PROMPT: Put the data into a Markdown table with the columns Line No. and Text, giving each line its own numbered row. Begin with the first line of the data, continue through the line containing "247 246 272 258", and omit any blank lines.

DATA RECORDS:

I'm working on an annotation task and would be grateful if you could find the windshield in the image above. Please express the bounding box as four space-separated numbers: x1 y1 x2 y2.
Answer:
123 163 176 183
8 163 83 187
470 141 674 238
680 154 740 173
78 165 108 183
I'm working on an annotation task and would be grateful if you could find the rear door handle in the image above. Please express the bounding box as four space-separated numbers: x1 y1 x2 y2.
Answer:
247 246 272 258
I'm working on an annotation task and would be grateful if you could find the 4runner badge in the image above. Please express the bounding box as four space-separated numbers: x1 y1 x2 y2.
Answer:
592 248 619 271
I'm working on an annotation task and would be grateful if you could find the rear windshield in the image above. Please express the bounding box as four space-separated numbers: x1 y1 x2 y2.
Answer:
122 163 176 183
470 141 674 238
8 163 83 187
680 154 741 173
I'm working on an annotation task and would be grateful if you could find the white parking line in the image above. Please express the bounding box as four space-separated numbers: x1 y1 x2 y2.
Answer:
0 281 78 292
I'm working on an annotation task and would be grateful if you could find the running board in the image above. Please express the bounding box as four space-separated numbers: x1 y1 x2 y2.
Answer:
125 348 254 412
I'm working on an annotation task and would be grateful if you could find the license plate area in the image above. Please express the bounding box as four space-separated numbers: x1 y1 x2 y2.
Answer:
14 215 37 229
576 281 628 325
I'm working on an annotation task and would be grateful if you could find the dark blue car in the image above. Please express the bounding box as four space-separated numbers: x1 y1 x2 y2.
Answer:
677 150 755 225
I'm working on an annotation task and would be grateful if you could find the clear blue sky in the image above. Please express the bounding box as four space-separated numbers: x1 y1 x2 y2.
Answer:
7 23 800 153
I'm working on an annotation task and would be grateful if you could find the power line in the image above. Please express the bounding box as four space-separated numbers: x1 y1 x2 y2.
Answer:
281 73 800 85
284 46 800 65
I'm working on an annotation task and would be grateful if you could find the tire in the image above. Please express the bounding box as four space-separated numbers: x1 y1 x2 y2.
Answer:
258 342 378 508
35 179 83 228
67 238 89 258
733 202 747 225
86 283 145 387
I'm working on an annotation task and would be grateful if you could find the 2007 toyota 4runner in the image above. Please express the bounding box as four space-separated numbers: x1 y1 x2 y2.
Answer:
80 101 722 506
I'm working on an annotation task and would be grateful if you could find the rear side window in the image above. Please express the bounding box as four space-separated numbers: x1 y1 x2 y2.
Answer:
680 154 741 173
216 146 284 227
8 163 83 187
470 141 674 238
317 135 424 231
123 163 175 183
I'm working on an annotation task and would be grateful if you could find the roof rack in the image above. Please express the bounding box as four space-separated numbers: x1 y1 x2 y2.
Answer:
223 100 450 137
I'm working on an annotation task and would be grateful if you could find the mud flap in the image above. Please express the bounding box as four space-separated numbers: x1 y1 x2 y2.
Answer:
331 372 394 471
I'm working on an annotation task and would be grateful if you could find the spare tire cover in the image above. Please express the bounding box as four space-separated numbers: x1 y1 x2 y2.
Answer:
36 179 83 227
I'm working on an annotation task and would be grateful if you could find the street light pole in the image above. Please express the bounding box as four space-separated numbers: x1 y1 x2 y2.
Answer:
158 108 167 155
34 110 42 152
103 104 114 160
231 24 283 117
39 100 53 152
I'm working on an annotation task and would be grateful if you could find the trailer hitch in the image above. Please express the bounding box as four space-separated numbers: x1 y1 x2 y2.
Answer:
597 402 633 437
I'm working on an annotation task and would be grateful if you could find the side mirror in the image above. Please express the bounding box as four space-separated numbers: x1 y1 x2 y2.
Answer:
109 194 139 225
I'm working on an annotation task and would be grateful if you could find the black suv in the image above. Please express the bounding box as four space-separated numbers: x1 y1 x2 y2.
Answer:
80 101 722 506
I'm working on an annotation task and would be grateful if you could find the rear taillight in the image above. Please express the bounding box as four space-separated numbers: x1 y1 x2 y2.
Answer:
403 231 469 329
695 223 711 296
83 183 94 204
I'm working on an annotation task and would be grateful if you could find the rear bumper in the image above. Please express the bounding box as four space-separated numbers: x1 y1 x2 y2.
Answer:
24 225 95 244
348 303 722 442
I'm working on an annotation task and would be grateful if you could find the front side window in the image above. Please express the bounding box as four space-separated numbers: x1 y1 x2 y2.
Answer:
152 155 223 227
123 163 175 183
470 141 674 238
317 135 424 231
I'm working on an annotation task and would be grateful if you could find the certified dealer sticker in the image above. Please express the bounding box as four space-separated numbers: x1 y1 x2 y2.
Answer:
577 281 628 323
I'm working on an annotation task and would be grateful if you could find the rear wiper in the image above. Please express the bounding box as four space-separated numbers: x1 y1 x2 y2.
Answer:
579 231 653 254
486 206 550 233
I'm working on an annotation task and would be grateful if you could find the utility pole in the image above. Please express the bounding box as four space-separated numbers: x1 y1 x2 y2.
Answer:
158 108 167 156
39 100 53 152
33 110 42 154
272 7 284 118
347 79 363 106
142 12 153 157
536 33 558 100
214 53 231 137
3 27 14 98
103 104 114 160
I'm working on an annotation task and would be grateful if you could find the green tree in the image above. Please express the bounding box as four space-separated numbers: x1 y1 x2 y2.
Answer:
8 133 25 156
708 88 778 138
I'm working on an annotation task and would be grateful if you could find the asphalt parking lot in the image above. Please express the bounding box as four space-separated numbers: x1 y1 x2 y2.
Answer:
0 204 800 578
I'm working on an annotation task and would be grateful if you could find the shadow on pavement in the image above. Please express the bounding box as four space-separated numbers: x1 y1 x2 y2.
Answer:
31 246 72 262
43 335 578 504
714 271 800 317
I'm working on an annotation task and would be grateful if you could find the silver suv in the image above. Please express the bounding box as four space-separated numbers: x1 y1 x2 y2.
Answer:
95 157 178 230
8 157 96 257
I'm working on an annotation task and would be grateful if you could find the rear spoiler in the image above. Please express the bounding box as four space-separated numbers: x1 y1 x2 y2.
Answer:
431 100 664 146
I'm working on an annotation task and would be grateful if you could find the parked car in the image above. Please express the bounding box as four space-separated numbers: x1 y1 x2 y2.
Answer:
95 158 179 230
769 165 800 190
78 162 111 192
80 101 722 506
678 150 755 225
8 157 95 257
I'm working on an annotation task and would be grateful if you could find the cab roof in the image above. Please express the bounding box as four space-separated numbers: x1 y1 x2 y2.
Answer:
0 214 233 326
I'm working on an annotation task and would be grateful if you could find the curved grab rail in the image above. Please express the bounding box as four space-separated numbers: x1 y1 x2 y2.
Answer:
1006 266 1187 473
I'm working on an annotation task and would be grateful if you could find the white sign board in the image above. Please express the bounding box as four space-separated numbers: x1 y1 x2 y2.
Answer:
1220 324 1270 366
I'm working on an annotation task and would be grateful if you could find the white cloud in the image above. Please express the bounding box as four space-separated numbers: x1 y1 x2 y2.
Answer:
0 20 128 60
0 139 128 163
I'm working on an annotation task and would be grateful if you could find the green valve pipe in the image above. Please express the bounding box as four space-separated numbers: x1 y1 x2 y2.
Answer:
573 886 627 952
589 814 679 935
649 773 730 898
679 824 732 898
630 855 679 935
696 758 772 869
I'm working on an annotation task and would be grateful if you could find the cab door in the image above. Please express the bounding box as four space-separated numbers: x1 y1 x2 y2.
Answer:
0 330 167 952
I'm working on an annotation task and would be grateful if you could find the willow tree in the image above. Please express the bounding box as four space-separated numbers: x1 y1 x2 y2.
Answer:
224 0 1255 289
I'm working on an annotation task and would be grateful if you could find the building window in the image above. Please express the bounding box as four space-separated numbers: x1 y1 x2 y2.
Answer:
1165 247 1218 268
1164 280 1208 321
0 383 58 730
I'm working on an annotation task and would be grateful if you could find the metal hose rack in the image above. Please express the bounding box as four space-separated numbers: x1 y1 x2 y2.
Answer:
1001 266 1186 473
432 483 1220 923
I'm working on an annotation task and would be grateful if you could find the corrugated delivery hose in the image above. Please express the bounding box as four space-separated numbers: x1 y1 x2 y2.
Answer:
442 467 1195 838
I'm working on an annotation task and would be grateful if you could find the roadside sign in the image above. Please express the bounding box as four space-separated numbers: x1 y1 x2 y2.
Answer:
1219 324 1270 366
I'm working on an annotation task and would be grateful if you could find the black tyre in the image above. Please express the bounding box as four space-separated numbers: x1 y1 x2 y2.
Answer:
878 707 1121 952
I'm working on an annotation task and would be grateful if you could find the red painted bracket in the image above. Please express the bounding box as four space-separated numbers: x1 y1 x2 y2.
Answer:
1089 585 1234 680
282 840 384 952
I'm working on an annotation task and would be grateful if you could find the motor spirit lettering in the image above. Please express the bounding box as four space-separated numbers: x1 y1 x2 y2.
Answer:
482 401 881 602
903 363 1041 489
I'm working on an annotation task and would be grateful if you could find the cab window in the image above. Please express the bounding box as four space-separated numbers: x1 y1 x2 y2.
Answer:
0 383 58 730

EXERCISE RESPONSE:
| Line No. | Text |
|---|---|
| 1 | I'm working on an annotation task and would be grateful if you could find the windshield in the image above. Please express the bounding box as four space-separated numbers: x1 y1 x2 y2. |
| 2 | Answer: |
| 3 | 123 163 176 183 |
| 4 | 8 163 83 187 |
| 5 | 470 141 674 238 |
| 6 | 680 154 740 173 |
| 7 | 78 165 108 183 |
| 8 | I'm working on an annotation task and would be grateful if you could find the rear door handle in the image above. Please express the bounding box as four space-separated numbers: x1 y1 x2 y2. |
| 9 | Answer: |
| 10 | 247 246 272 258 |